Supplied material Start Marker

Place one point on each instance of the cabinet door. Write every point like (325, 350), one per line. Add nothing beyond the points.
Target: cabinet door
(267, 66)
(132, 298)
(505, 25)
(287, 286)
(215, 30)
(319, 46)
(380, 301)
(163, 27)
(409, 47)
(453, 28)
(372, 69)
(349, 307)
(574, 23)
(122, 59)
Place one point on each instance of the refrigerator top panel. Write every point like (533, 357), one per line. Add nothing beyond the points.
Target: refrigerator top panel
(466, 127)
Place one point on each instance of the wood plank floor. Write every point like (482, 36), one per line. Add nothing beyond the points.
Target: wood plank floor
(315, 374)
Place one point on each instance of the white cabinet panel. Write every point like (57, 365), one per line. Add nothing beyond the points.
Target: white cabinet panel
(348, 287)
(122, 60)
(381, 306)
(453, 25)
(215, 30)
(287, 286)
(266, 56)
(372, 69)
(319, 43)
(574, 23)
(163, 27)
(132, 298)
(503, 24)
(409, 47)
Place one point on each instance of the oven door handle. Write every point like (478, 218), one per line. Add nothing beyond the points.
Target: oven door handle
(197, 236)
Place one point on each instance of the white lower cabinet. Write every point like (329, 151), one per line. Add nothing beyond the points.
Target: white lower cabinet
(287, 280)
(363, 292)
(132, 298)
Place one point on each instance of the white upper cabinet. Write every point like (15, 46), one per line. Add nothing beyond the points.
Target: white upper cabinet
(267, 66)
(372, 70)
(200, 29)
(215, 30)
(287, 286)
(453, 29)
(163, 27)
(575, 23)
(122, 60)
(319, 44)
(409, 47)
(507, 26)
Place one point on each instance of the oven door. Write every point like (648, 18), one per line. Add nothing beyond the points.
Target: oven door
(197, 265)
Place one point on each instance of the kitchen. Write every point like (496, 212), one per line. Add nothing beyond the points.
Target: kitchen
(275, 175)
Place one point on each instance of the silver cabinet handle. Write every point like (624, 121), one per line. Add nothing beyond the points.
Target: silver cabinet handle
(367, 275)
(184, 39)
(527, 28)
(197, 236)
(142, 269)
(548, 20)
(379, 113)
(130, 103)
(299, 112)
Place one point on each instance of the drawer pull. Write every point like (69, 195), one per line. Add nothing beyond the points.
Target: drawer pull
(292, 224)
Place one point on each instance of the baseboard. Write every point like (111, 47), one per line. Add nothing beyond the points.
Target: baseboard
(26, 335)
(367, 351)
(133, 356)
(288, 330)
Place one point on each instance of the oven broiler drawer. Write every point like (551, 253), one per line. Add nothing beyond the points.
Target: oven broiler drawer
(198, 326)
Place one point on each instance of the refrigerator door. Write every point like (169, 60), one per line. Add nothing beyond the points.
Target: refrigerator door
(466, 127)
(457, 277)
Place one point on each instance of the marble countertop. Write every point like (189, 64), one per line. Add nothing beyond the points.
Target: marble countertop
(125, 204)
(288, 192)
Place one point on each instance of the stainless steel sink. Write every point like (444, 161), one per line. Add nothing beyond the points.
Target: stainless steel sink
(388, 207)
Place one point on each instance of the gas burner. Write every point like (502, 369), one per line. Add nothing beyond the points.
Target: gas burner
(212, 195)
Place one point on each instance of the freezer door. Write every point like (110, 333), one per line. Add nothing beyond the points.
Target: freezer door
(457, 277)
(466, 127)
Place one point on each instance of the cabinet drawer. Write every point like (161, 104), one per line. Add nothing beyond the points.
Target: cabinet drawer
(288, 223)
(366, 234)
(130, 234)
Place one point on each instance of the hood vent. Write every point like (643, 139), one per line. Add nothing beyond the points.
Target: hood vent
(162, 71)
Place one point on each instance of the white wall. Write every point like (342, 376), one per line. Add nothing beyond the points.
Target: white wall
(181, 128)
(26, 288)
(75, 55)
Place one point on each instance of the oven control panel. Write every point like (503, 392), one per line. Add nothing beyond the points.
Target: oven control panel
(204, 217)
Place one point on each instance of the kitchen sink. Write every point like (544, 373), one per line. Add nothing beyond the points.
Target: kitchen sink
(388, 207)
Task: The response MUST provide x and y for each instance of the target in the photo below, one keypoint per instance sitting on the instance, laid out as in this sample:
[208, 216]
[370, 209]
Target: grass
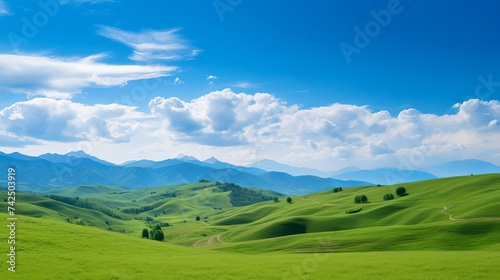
[54, 250]
[311, 238]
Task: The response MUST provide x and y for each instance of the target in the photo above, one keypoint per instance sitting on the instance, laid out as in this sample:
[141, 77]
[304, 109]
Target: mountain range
[50, 171]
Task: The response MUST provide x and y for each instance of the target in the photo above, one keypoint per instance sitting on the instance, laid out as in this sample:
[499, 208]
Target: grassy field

Supplied material End Marker

Description of the task.
Output each record above exactly; omit the images.

Answer to the problem.
Place one point on each instance of the cabinet door. Write every point like (325, 350), one per line. Add nothing beyond the points.
Target: cabinet door
(267, 66)
(132, 298)
(505, 25)
(287, 286)
(215, 30)
(319, 46)
(380, 301)
(163, 27)
(409, 47)
(453, 28)
(372, 69)
(349, 307)
(574, 23)
(122, 59)
Place one point on each instance of the refrigerator top panel. Write every point like (533, 357), one per line. Add nothing beyond the points.
Target: refrigerator top panel
(466, 127)
Place one point on each instance of the wood plank floor. Write every point like (482, 36), one per line. Add nothing beyond the points.
Target: wood plank floor
(315, 374)
Place one point on each instance of the white cabinet panel. Write every point like (57, 365), one per line. Add nothing beyond the points.
Target: white cabinet panel
(348, 287)
(122, 60)
(381, 306)
(453, 25)
(215, 30)
(287, 286)
(266, 56)
(372, 69)
(319, 43)
(574, 23)
(163, 27)
(132, 298)
(503, 24)
(409, 47)
Place one point on each instance of the oven door handle. Write every point like (478, 218), one per line. Add nothing beyond the points.
Target: oven door handle
(197, 236)
Place one point on each instance of the white lower cabinet. Write every point like (329, 151), one per line. Add nothing beyond the points.
Target: white lower cabinet
(287, 280)
(363, 292)
(132, 298)
Place one point on each instance of the white upper cabinet. Write every point like (15, 46), one per line. Add nothing beyond the points.
Target: white upper cabinet
(267, 66)
(372, 70)
(200, 29)
(215, 30)
(287, 286)
(453, 29)
(163, 27)
(575, 23)
(122, 60)
(319, 44)
(409, 47)
(507, 26)
Place one point on each instance of the oven door. Write every point like (648, 18), one per line. Add nothing beyond the points.
Target: oven door
(197, 265)
Place one point on each instance of the kitchen. Write every point like (496, 212), one per line. Add nothing beyond the points.
Target: kitchen
(275, 175)
Place one point on each instance of the silver cabinet handle. Write every point like (624, 121), one per line. Add nothing beyond the points.
Target: silver cabinet handle
(367, 275)
(184, 39)
(527, 28)
(197, 236)
(142, 269)
(548, 20)
(379, 113)
(130, 103)
(299, 112)
Place one point on each instance of the drawer pull. Write every point like (69, 195), one per line. Add nothing beyond the points.
Target: drawer pull
(292, 224)
Place one point on each instance of the baseboard. Write every point like (111, 47), one per line. Add nothing beyond the points.
Target: baseboard
(26, 335)
(367, 351)
(133, 356)
(288, 330)
Place one point on each instance of the oven broiler drawer. Write every point like (551, 253), one per line. Add nothing beyond the points.
Target: oven broiler drawer
(198, 326)
Place one point on each instance of the refrigerator door. Write every point like (169, 60), one per line. Add nothing beyond the points.
Target: refrigerator door
(466, 127)
(457, 277)
Place one point on each instance of the marble countertop. Write every point like (189, 64), one per line. Add nothing beyond the points.
Target: marble countertop
(125, 204)
(288, 192)
Place one point on each instance of the stainless steel sink. Write every point like (444, 161), one per line. Add nothing beyond the points.
Target: stainless steel sink
(388, 207)
Place one point on each instance of the gas burner. Write every point like (502, 369), one per line. Add nothing beyond the points.
Target: gas burner
(212, 195)
Place one point on each instance of the freezer door. Write every point like (110, 333), one per line. Add nothing beyond the points.
Target: freezer door
(457, 277)
(466, 127)
Place one point on each instance of the cabinet drawer. Write every point like (161, 104), one per line. Add nothing beyond the points.
Target: cabinet drawer
(288, 223)
(366, 234)
(130, 234)
Place one point on each instance of the hood vent. Write every point like (643, 139), one per line. Add nothing beyond the points.
Target: hood vent
(162, 71)
Place one point on each instance of the white wall. Write every point like (342, 376), one per line. Add nothing beyond the points.
Target: white wall
(181, 128)
(26, 288)
(75, 55)
Place one point on each instance of the oven control panel. Write every point like (503, 392), one per line. Add nothing beyond the points.
Target: oven control panel
(204, 217)
Place one point on each instance of the kitchen sink. Write every point like (544, 373), one per line. Add nothing beyond the points.
Target: kitchen sink
(388, 207)
Task: The response MUST provide x and y for each instance of the target in the photo below, one keypoint per instance sitting on the instance, laid out as in this sample:
[208, 216]
[370, 209]
Target: grass
[54, 250]
[311, 238]
Task: The response MUST provide x and y for each instance of the target in the photo above, one keypoint per instance sitting on the instance, laid out as in this sample:
[141, 77]
[304, 109]
Target: mountain range
[50, 171]
Task: The response MUST provide x and y for each instance of the target in the photo above, one keypoint per instance sitting on the instance, laid out as in this sample:
[499, 208]
Target: grassy field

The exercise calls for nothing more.